(Bloomberg Opinion) -- “Allocate capital to the European Union – or else.”
That’s how you might sum up the bloc’s Brexit strategy on the finance industry, with promises of market access being used as leverage to get U.K.-based firms to move jobs and investment out of London and onto the continent. While this attempted shakedown shows how much the Brits have to lose from Brexit, there’s a risk too of self-harm for the EU.
The tough line from Brussels has, of course, created doubts about the City of London’s previously unchallenged global position. EY, a professional services provider, estimates that British finance companies so far have disclosed 1.3 billion pounds ($1.6 billion) of Brexit relocation and planning costs, allocated 2.6 billion pounds of capital for new entities abroad, planned an estimated 7,000 job moves, and expect to transfer 1 trillion pounds of assets out of the country. These are seen as costs worth paying to keep access to their EU clients.

> [WRITTEN EXERCISE 1]: From the Brexit opinion piece, list each estimate EY gives for British finance companies, with its figure.
> [WRITTEN EXERCISE 2]:
Answer these questions from the Brexit opinion piece:
(a) What does the EU use as leverage to get U.K.-based firms to move jobs and investment?
(b) How does the piece describe EY?
(c) Whose global position had previously gone unchallenged?
> [WRITTEN EXERCISE 3]: Please continue the Brexit opinion piece, starting after its last sentence.

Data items
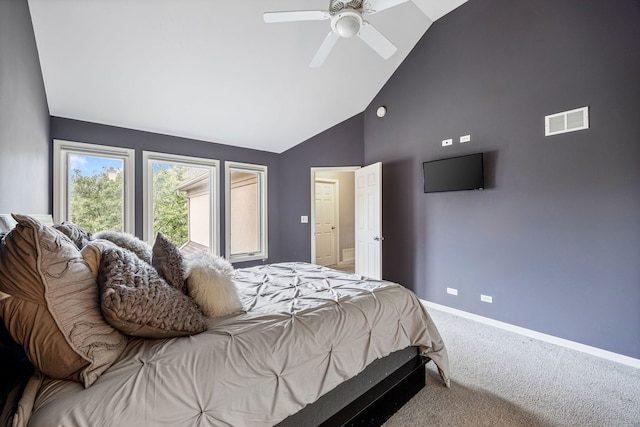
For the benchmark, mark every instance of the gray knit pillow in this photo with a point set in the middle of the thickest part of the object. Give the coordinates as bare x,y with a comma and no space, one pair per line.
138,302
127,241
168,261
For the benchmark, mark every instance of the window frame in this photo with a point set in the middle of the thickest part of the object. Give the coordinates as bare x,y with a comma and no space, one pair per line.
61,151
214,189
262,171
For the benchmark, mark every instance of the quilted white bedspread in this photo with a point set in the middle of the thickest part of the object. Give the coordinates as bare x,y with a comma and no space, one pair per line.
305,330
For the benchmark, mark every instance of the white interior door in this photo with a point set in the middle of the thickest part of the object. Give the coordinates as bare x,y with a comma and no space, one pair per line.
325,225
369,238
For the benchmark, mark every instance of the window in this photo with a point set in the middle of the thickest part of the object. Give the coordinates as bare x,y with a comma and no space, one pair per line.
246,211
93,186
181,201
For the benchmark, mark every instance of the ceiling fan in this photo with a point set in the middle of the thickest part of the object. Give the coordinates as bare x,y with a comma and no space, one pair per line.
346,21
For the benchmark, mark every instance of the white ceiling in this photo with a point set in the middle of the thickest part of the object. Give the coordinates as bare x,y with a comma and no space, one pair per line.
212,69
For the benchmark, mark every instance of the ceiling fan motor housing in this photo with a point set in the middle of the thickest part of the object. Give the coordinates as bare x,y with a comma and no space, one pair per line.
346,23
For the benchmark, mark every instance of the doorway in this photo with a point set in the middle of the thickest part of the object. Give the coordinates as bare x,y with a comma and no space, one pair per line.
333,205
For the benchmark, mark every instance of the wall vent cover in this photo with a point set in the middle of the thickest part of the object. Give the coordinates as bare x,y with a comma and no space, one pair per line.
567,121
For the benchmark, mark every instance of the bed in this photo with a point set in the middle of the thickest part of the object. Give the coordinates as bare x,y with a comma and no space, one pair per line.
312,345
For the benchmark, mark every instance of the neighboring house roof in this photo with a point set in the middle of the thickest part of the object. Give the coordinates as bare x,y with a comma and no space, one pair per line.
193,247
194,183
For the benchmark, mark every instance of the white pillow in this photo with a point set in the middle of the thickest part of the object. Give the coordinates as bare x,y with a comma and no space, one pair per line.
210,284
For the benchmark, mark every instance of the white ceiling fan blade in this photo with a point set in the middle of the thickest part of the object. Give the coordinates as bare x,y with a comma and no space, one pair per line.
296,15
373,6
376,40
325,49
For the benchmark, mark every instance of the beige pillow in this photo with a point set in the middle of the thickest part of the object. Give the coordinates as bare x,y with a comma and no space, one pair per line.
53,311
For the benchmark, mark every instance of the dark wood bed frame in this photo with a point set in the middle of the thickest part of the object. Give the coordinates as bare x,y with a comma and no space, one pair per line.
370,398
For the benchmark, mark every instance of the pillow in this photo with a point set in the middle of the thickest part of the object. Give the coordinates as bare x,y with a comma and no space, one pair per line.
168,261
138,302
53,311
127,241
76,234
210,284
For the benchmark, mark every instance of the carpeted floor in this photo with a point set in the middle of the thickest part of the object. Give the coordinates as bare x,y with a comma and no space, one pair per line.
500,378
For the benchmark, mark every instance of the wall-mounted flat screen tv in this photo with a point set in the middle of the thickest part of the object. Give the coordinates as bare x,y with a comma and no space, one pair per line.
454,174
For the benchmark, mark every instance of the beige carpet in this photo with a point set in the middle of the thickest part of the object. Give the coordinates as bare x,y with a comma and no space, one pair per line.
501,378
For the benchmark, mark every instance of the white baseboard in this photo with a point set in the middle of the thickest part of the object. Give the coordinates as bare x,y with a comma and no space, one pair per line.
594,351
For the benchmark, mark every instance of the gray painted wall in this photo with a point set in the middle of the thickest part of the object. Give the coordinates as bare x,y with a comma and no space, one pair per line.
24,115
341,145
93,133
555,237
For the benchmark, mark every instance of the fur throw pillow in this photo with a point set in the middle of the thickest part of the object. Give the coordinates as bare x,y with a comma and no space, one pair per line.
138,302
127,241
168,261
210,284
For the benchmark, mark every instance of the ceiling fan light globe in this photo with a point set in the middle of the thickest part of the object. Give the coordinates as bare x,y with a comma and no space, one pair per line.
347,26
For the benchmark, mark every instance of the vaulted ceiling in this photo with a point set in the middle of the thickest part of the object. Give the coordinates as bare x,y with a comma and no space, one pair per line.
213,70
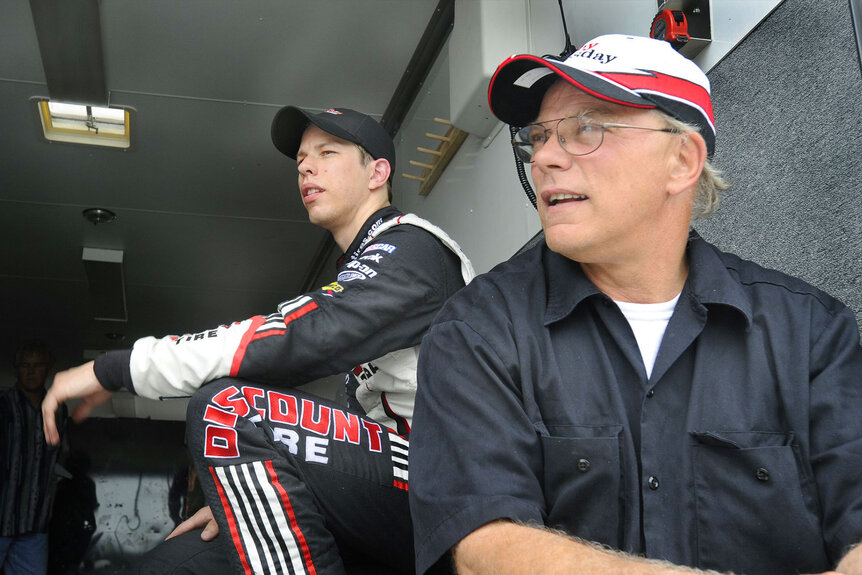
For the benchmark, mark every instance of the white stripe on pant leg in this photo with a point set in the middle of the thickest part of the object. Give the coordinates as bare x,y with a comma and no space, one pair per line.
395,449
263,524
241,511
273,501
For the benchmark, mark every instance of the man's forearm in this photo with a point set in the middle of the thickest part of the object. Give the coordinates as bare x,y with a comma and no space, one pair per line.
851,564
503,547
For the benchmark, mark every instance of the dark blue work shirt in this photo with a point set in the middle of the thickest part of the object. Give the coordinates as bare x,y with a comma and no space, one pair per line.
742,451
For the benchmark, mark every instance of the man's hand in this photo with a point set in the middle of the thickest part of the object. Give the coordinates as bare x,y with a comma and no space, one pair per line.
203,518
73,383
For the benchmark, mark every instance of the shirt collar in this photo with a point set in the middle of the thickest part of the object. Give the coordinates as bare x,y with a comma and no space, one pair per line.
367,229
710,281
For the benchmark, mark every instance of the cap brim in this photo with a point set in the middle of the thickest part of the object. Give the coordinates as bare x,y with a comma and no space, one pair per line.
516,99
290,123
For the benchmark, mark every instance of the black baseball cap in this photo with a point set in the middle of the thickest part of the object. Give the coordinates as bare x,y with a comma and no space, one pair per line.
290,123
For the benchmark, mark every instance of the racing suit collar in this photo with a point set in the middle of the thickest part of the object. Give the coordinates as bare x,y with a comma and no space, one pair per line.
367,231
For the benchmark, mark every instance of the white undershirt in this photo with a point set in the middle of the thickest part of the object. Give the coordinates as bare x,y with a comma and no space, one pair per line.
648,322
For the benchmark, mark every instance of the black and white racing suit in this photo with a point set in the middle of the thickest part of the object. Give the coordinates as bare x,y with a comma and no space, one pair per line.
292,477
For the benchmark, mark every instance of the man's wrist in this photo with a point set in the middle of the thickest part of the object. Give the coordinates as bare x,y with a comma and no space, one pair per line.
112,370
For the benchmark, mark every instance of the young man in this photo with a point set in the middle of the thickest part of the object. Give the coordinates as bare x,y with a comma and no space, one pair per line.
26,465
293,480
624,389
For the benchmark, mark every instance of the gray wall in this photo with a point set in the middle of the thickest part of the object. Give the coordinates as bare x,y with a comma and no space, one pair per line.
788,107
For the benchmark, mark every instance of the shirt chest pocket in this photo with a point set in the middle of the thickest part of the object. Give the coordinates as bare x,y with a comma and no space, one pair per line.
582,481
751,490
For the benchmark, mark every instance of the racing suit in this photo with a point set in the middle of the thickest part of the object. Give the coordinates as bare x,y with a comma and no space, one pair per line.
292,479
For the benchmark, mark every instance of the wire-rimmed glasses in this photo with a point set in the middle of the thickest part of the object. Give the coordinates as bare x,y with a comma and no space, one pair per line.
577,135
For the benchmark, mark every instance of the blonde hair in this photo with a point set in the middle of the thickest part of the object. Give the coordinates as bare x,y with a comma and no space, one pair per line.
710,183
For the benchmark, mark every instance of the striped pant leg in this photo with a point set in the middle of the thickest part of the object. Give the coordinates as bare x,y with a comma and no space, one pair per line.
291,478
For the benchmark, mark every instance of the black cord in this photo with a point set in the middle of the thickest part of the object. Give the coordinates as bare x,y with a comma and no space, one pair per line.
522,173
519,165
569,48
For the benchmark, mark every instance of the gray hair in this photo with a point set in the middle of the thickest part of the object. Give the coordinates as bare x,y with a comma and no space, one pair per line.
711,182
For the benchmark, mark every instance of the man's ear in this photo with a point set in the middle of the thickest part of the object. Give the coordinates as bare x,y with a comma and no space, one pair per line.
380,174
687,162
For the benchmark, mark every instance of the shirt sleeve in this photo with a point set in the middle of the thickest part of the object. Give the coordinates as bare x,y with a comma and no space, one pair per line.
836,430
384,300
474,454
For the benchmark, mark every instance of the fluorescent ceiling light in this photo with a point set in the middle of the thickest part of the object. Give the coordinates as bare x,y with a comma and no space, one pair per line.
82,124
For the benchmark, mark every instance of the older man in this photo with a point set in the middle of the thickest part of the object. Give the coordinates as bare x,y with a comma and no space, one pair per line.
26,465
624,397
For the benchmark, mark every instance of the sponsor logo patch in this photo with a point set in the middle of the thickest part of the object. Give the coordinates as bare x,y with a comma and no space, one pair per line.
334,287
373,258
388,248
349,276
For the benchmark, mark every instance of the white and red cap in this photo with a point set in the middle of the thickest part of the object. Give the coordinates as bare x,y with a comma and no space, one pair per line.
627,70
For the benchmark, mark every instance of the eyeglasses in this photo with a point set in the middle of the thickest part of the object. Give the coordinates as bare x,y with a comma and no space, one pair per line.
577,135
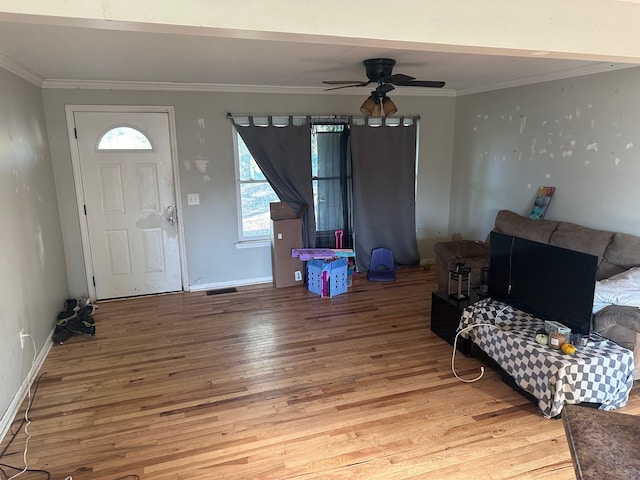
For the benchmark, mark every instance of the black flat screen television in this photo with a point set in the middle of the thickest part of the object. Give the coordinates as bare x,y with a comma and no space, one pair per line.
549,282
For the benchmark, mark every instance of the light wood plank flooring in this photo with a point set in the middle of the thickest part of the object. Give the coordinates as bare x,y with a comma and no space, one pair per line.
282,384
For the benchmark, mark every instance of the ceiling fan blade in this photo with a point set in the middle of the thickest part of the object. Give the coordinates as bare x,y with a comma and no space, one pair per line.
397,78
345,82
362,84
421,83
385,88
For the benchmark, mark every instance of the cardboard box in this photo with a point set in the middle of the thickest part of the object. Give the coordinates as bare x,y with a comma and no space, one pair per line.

* * *

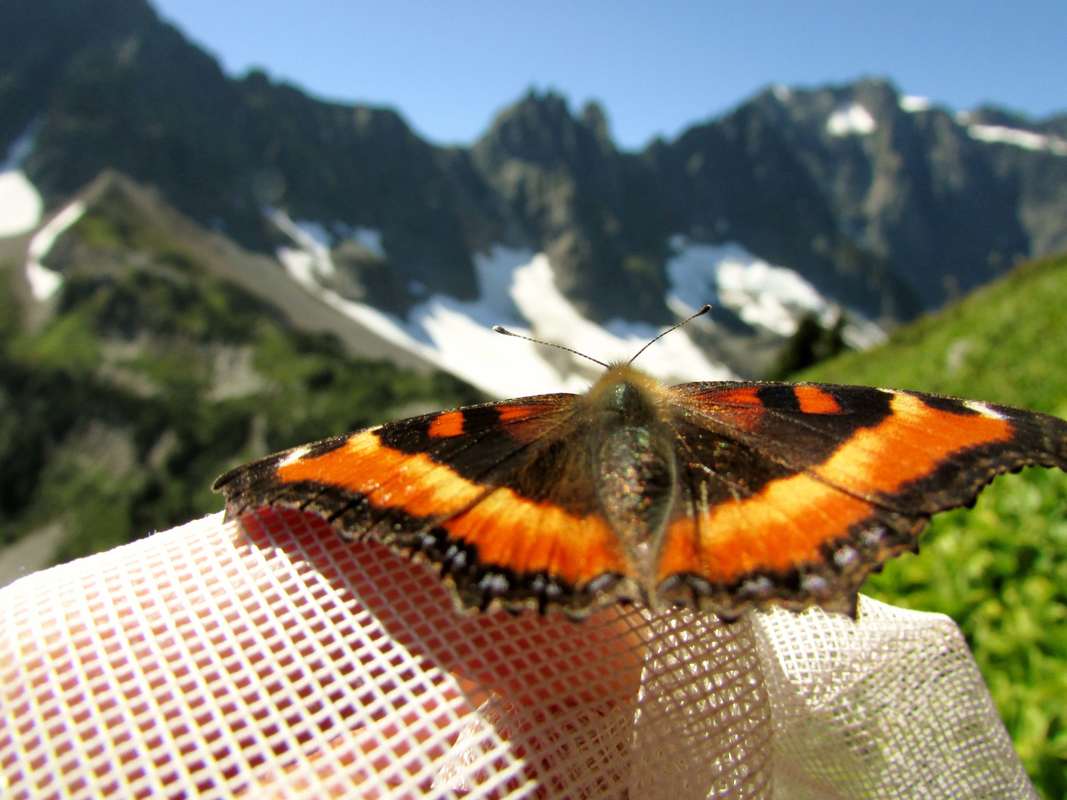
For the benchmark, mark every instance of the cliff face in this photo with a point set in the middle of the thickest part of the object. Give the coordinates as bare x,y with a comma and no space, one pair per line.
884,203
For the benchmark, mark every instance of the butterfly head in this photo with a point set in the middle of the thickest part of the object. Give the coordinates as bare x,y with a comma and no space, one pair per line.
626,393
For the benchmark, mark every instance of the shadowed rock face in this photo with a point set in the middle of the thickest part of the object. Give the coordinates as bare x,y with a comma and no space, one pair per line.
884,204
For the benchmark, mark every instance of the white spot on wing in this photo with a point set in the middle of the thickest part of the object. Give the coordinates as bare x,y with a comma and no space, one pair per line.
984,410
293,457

* * *

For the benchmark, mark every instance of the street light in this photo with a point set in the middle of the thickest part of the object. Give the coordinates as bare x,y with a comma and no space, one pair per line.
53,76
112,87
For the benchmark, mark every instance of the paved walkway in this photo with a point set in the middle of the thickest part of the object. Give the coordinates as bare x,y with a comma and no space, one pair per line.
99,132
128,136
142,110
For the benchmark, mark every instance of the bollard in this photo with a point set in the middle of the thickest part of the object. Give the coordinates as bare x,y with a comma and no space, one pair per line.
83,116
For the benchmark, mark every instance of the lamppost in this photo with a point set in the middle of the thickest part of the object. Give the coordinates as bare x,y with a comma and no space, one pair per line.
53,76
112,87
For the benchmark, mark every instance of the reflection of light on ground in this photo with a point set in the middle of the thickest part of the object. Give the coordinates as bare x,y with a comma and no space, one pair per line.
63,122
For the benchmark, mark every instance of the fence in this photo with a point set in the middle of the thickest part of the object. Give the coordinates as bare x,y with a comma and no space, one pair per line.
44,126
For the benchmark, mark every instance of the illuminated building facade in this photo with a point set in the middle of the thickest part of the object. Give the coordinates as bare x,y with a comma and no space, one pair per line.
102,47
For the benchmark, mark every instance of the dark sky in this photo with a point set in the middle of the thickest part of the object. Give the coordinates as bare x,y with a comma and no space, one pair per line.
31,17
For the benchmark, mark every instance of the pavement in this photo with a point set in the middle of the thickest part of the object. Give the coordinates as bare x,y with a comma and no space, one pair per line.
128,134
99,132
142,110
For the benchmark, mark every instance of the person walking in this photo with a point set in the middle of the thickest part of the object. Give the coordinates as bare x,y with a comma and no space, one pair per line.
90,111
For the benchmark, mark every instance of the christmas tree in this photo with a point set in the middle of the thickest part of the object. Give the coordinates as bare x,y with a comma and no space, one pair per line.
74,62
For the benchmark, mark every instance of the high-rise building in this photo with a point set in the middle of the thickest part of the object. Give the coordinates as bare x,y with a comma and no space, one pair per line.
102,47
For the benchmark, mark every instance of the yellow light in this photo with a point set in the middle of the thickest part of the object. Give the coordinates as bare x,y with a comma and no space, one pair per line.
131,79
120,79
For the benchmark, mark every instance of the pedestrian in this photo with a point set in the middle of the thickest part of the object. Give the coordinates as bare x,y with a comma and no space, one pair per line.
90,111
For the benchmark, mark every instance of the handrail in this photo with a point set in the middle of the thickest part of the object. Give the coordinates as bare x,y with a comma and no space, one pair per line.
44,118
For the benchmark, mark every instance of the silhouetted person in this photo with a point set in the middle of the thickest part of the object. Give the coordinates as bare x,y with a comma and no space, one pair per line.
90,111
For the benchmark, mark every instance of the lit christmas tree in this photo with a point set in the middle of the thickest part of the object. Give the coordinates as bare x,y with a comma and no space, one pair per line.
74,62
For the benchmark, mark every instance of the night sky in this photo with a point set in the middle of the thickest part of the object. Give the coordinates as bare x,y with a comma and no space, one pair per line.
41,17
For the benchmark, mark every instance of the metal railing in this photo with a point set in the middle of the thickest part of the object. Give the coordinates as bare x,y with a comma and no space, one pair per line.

> [WRITTEN REPLY 1]:
- 1.3 billion pounds ($1.6 billion) of Brexit relocation and planning costs disclosed so far
- 2.6 billion pounds of capital allocated for new entities abroad
- An estimated 7,000 job moves planned
- 1 trillion pounds of assets expected to be transferred out of the country

> [WRITTEN REPLY 2]:
(a) Promises of market access
(b) As a professional services provider
(c) The City of London's

> [WRITTEN REPLY 3]:
Rather awkwardly for the Brexiters who doubted that any American banker would choose the continent over London, cities such as Paris, Frankfurt and Amsterdam are proving them wrong as companies move their headquarters out of the U.K. London’s dominance is “not a God-given thing,” Philipp Hildebrand, vice-chairman of the U.S. asset manager BlackRock Inc., told Bloomberg Television last week.
Still, it’s important not to get carried away with the “end of the City” stuff. Anyone waiting for a much bigger exodus, or signs that Brexit will unify and strengthen the euro zone’s financial market, will have been disappointed by the lack of progress. The European Central Bank’s supervision arm, the Single Supervisory Mechanism, warned last week that U.K.-based firms had transferred “significantly fewer” businesses, job functions and staff into their new European hubs than necessary.
There has been some foot-dragging, clearly. At the end of January Bloomberg News found that the likes of JPMorgan Chase & Co. and Deutsche Bank AG were planning to relocate about 400-500 jobs apiece, just 10% of their initial estimates. More recent predictions of 7,000-10,000 staff moves for the sector as a whole barely compare with the 200,000 City departures that the London Stock Exchange’s old boss warned about back in 2016.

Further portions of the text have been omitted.